▶ **DIRECTIONS**
Extract each line from the material below that contains the string "white". Matches must have the same capitalization.

Stored entries
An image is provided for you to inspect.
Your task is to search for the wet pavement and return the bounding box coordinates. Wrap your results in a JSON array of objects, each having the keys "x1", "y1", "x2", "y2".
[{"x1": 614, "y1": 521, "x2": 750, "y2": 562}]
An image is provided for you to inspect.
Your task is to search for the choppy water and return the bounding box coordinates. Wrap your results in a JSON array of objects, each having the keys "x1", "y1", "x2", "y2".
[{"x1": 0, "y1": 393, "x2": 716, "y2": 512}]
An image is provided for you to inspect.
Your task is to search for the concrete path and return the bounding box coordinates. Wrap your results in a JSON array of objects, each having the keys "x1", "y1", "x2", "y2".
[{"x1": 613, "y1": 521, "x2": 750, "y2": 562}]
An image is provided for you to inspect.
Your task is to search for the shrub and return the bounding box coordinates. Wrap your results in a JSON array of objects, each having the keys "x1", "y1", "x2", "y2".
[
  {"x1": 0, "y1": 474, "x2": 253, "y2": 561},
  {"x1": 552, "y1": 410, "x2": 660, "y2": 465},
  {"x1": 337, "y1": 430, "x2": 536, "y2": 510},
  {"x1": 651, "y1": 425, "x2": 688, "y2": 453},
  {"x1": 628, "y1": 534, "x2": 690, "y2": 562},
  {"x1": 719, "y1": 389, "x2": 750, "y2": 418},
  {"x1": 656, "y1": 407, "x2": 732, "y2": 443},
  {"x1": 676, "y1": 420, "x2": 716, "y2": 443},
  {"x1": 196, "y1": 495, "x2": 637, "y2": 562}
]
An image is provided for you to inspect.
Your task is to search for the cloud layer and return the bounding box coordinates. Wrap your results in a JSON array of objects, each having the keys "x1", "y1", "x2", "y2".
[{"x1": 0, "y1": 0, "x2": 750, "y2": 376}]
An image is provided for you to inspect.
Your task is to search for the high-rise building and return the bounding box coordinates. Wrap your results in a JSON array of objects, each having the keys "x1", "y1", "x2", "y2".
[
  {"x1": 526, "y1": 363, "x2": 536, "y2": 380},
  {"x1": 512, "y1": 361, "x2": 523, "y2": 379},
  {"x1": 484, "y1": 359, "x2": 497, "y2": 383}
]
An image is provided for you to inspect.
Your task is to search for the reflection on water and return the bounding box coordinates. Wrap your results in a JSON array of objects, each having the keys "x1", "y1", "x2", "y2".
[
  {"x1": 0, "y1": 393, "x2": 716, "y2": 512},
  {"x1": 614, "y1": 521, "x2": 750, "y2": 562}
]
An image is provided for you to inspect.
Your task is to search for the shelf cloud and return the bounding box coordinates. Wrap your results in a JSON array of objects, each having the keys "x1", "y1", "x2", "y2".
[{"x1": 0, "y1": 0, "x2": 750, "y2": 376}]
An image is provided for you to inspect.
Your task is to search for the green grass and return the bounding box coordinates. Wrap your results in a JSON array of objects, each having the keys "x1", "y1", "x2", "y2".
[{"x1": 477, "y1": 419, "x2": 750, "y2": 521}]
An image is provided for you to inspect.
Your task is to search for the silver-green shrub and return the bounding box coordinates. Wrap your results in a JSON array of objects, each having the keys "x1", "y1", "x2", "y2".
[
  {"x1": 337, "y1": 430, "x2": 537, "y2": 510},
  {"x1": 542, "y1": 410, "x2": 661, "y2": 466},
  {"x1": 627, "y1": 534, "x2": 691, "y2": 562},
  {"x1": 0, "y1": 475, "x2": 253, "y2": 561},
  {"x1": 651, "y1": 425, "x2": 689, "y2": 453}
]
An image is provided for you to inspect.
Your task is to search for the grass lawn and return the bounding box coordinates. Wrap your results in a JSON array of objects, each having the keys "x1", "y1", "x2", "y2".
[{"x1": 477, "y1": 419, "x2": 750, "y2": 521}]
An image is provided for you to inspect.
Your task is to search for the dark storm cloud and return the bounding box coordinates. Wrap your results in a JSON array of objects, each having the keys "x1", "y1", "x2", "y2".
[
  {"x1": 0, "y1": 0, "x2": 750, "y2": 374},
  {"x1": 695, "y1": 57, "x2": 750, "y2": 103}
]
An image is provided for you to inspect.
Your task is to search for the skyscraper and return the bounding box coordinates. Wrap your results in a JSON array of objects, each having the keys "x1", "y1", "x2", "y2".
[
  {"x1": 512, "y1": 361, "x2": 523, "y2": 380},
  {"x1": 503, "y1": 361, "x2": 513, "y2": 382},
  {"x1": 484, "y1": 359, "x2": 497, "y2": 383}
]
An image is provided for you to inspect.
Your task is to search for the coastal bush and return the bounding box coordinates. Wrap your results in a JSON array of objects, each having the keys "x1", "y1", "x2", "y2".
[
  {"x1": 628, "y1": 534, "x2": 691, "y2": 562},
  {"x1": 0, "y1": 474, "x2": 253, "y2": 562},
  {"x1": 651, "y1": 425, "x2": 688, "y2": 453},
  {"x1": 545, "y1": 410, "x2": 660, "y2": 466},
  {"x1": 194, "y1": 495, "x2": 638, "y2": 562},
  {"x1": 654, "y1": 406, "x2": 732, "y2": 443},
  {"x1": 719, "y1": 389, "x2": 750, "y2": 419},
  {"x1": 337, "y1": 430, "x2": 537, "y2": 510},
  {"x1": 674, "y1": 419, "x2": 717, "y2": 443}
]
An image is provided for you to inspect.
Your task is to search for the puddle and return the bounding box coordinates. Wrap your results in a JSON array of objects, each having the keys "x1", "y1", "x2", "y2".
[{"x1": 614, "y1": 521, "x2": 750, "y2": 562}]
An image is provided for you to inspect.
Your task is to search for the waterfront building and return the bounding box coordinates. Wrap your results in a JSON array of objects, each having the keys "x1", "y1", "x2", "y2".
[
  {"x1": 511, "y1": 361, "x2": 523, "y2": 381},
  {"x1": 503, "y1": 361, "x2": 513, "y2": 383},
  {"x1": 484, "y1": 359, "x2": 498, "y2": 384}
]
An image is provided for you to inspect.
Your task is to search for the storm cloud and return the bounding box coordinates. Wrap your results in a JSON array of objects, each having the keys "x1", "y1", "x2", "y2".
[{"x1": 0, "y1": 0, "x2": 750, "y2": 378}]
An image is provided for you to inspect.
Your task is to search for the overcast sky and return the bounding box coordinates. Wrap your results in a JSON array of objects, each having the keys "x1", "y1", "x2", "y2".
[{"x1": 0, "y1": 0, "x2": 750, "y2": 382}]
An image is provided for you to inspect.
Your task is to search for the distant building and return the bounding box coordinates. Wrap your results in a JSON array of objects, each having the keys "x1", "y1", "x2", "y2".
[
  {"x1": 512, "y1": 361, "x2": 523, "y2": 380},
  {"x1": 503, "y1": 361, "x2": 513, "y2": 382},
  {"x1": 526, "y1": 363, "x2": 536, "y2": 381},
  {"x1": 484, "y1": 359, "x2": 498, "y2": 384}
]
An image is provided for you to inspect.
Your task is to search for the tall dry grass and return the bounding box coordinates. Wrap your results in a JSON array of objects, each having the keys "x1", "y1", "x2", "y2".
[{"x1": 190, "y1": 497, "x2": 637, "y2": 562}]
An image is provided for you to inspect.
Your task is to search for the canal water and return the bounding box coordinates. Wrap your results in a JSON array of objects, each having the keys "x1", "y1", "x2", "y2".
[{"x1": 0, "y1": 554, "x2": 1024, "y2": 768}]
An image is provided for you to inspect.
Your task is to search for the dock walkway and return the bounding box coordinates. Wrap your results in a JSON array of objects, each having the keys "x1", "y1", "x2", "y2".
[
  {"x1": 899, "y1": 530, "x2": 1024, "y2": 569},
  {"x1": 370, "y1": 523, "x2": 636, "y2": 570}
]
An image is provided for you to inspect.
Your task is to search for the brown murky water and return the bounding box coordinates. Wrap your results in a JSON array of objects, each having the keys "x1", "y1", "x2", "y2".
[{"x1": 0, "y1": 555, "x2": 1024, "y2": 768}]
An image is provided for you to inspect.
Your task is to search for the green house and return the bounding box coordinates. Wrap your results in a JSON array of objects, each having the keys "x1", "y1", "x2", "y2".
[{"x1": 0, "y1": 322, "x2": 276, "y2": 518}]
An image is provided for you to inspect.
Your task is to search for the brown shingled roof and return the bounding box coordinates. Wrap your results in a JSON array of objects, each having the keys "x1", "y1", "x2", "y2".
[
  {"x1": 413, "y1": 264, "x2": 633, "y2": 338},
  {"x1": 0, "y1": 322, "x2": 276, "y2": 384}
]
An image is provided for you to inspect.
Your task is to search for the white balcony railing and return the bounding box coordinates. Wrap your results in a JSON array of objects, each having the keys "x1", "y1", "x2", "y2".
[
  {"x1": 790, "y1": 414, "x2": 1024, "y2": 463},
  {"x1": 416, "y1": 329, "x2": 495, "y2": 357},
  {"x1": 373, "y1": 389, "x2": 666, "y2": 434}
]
* * *
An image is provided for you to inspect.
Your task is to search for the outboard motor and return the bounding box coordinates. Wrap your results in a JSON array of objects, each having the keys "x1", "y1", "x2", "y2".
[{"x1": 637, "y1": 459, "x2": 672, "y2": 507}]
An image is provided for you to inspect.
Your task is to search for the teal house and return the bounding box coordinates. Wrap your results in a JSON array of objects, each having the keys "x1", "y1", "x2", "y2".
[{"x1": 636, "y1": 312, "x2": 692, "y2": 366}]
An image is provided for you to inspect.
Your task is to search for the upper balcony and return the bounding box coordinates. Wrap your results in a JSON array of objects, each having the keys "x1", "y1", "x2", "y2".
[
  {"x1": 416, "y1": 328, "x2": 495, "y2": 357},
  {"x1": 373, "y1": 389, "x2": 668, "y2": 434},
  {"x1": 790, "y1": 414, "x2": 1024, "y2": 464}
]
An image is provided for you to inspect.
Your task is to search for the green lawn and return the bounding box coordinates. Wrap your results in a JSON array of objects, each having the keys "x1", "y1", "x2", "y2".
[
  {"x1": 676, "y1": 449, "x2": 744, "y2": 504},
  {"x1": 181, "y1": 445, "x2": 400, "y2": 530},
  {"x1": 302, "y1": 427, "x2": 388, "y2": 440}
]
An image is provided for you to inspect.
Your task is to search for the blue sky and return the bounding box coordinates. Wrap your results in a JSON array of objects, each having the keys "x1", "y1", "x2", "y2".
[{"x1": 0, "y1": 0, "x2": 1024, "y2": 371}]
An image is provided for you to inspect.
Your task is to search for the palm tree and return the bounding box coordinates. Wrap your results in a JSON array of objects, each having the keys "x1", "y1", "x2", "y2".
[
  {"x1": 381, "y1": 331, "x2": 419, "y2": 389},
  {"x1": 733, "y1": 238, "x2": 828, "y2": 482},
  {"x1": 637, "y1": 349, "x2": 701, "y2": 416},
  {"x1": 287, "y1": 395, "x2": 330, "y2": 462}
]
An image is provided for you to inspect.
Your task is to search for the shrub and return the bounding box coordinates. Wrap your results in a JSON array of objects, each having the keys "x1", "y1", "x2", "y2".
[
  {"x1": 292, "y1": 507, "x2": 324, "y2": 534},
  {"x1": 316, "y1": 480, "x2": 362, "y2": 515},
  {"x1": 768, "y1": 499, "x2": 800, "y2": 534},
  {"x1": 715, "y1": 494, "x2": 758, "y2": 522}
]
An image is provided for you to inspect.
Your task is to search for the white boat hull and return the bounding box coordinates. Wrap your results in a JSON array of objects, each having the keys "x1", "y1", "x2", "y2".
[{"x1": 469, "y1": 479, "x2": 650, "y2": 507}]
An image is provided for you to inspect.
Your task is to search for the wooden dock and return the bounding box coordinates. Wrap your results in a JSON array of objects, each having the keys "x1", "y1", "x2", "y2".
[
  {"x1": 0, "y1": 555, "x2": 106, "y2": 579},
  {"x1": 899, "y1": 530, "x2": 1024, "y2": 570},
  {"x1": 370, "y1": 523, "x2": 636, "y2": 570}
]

▶ **ANSWER BELOW**
Your task is to search for the white balcony railing and return the bounding box coordinates. Wrap your results in a JSON array of objects, each having the keys "x1", "y1", "x2", "y2".
Your task is to search for the white boat hull and return the bounding box coordinates. Wrap your results in a JSON array of objects, each having the keys "x1", "y1", "x2", "y2".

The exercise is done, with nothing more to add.